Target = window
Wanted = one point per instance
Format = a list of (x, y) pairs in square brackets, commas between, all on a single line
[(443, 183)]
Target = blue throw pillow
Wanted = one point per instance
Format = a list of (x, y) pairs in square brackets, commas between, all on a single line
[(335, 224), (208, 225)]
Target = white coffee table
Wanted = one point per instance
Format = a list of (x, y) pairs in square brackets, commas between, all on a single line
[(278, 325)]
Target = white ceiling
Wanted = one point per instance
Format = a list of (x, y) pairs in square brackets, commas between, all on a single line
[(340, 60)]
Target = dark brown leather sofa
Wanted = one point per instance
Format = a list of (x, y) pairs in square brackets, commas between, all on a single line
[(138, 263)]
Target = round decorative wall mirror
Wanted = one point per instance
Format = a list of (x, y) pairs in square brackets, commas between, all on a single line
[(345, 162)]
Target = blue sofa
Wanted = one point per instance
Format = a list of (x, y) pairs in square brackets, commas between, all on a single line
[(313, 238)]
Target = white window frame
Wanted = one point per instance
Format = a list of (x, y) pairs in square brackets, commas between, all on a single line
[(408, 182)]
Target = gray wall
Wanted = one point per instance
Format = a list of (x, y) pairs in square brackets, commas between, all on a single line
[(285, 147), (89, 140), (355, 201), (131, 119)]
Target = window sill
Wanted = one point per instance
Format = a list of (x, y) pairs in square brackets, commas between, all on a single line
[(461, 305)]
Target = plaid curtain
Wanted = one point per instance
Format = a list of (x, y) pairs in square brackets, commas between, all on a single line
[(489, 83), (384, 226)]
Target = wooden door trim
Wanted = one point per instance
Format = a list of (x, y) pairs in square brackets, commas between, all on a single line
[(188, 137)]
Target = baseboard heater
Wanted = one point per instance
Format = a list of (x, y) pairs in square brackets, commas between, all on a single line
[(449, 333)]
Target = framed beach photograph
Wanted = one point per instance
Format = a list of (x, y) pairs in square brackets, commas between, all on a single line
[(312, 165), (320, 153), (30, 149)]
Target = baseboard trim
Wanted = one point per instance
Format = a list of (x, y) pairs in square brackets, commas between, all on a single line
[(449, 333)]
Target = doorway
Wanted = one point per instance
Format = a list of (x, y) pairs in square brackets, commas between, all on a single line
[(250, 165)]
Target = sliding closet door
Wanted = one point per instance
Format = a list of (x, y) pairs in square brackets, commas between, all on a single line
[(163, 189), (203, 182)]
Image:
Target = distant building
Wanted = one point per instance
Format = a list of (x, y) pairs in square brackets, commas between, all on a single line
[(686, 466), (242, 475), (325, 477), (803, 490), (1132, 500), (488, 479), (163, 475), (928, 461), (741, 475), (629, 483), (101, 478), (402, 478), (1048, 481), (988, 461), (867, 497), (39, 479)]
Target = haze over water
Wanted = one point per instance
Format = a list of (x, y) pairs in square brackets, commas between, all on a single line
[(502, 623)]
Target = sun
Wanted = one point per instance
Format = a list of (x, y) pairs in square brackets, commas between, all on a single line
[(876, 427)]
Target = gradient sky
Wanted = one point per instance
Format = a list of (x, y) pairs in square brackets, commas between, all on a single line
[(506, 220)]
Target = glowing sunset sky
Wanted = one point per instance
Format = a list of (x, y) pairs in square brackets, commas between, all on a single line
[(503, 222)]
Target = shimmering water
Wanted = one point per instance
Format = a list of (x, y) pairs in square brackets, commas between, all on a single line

----------------------------------------

__THE PROBLEM__
Repeat every line of the records above exactly.

__FINISHED EXERCISE__
Target = window
Wanted = one point per instance
Format = a list of (x, y) pairs in square brackets, commas between, all on a single line
[(443, 183)]
Target = blue throw pillow
Wanted = one point per instance
Format = a list of (x, y) pairs in square brackets, commas between, all on a single line
[(335, 224), (208, 225)]
Target = white coffee table
Wanted = one point per instance
Format = a list of (x, y) pairs in square brackets, commas between, all on a single line
[(278, 325)]
Target = white ceiling
Wanted = one point per instance
Format = a list of (x, y) pairs in square brackets, commas between, all on a single line
[(340, 60)]
Target = dark brown leather sofa
Wanted = one point per instance
Format = a list of (x, y) pairs in square brackets, commas between, all on a single line
[(138, 263)]
Target = round decorative wall mirror
Wanted = one point per instance
Format = a list of (x, y) pairs in square brackets, commas between, all on a single line
[(345, 162)]
Target = blue sofa
Wanted = one point per instance
Format = a list of (x, y) pairs in square brackets, commas between, all on a single line
[(313, 238)]
Target = white window frame
Wanted = one point per instance
Format = a list of (x, y) pairs in square brackets, commas between, all on a single line
[(408, 182)]
Target = gray wall
Wanted = one point per instance
Format = a list of (x, y) pairs in square brackets, commas between, all on a single line
[(285, 147), (89, 140), (355, 201), (131, 119)]
Target = window sill
Wanted = one point per instance
Format = a list of (x, y) pairs in square brackets, commas between, all on a single line
[(461, 305)]
Target = plaid curtain
Wanted = one point per instance
Format = a list of (x, y) pairs in square brackets, commas between, all on a single line
[(489, 83), (384, 226)]
Target = wooden door trim
Wanted = one point per instance
Format = a list of (x, y) pairs in square brackets, commas between, all on a single line
[(188, 137)]
Target = baseboard heater
Wanted = one point per instance
Format = a list of (x, y) pairs in square brackets, commas between, all on a single line
[(449, 333)]
Target = framed beach photograph
Wanted = one point per instance
Format = a list of (x, y) pairs in square brackets, commas between, all on a single line
[(312, 165), (320, 153), (30, 149)]
Target = baseboard trim
Wanted = one point per instance
Format = a list of (x, y) pairs in square brackets, commas between, all on a single line
[(449, 333)]
Target = doorway
Wanted = one point per instance
Format = a list of (x, y) pairs in square brackets, commas between, all on a single line
[(250, 165)]
Target = sliding closet door
Wanted = one point per instance
Format = a list of (x, y) pairs in square brackets, commas between, all on a single line
[(163, 189), (203, 182)]
Image:
Target = distant building
Wanted = one point per instance
Format = a list of (x, y) pairs in square brackets, commas between, all on a single line
[(686, 466), (242, 475), (325, 477), (803, 490), (1132, 500), (488, 479), (163, 475), (928, 461), (741, 475), (629, 483), (101, 478), (402, 478), (1048, 481), (988, 461), (867, 497), (39, 479)]
Target = haze over water
Wanted = one point per instance
Format = a list of (x, y) pairs in square brackets, commas between, all on a single line
[(502, 623)]
Target = sun
Wanted = one point per instance
Format = a list of (x, y) pairs in square brackets, commas between, all on a single line
[(876, 427)]
Target = gradient sky
Wanted = one point per instance
Format = a list of (x, y) pairs in square brackets, commas between, all on a single line
[(506, 220)]
Target = glowing sunset sky
Wanted = one point per instance
Format = a list of (x, y) pairs in square brackets, commas between, all on a single line
[(503, 222)]
Target = shimmering water
Wanted = one point per instance
Format = a list of (x, y) pairs in square brackets, commas between, all on a single line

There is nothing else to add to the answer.